- _Object pointing dataset rows_
#####
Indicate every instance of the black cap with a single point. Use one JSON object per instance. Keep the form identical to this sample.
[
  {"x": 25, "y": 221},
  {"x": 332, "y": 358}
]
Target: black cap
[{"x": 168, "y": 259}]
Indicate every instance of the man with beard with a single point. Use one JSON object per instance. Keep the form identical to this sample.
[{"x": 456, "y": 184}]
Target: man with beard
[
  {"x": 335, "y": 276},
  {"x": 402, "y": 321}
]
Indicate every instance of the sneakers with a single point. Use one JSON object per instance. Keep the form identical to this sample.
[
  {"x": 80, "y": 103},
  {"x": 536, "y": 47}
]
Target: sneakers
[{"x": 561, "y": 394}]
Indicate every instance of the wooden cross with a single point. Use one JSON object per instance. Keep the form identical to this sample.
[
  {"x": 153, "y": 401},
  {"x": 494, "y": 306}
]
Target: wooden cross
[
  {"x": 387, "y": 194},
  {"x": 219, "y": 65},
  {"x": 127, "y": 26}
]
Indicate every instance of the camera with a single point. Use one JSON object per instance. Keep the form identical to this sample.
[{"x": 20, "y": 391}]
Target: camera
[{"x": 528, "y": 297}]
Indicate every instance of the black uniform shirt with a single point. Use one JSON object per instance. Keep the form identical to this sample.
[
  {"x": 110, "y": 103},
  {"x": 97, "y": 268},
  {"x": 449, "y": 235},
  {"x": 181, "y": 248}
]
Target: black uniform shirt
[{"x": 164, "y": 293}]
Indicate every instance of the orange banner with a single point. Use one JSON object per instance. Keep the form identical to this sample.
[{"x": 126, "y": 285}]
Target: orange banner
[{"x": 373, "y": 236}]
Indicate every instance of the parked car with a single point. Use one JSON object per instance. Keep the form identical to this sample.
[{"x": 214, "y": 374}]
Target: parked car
#####
- _SHORT TASK_
Rewrite every line of the items above as a Markdown table with two columns, "Row" for a running number and "Line" for the line itself, leaving out any blank lines.

- _ANSWER FOR THIS EXERCISE_
| Row | Line |
|---|---|
| 1 | Indicate every instance of the black cap with a single point. Use one JSON object per instance. Keep the form identical to this sample. |
| 2 | [ |
| 3 |   {"x": 25, "y": 221}, |
| 4 |   {"x": 332, "y": 358} |
| 5 | ] |
| 6 | Target: black cap |
| 7 | [{"x": 168, "y": 259}] |
| 8 | Indicate every instance of the man with beard with a single point. Use one JSON object per instance. Keep the form identical to this sample. |
| 9 | [{"x": 456, "y": 184}] |
| 10 | Target: man with beard |
| 11 | [ |
| 12 |   {"x": 335, "y": 276}, |
| 13 |   {"x": 402, "y": 321} |
| 14 | ] |
| 15 | Indicate every instance of the sneakers with a single point. Use one JSON object per instance. Keep the form identical to this sample. |
| 16 | [ |
| 17 |   {"x": 80, "y": 103}, |
| 18 |   {"x": 536, "y": 47} |
| 19 | ] |
| 20 | Target: sneakers |
| 21 | [{"x": 561, "y": 394}] |
| 22 | Indicate every instance of the wooden cross with a single point. Use one JSON object per instance. Keep the form identical to this sample. |
| 23 | [ |
| 24 |   {"x": 153, "y": 401}, |
| 25 |   {"x": 494, "y": 306} |
| 26 | ] |
| 27 | Target: wooden cross |
| 28 | [ |
| 29 |   {"x": 387, "y": 194}, |
| 30 |   {"x": 219, "y": 65}, |
| 31 |   {"x": 127, "y": 26} |
| 32 | ] |
| 33 | Indicate every instance of the camera with a single point. Use one JSON object per instance. Keep the form identical to this sample. |
| 34 | [{"x": 20, "y": 391}] |
| 35 | Target: camera |
| 36 | [{"x": 528, "y": 297}] |
| 37 | Indicate every instance of the black uniform shirt with a single point. Use one JSON object per instance. Keep the form identical to this sample. |
| 38 | [ |
| 39 |   {"x": 110, "y": 103}, |
| 40 |   {"x": 97, "y": 268}, |
| 41 |   {"x": 449, "y": 235}, |
| 42 |   {"x": 181, "y": 248} |
| 43 | ] |
| 44 | Target: black uniform shirt |
| 45 | [{"x": 164, "y": 293}] |
| 46 | Indicate every instance of the orange banner with a single point. Use one JSON object per instance. Keep the form identical to this sample. |
| 47 | [{"x": 126, "y": 285}] |
| 48 | Target: orange banner |
| 49 | [{"x": 373, "y": 236}] |
| 50 | Indicate every instance of the parked car with a single point. Use one JSON object per instance. Keep the form identical to this sample. |
| 51 | [{"x": 214, "y": 374}] |
| 52 | Target: parked car |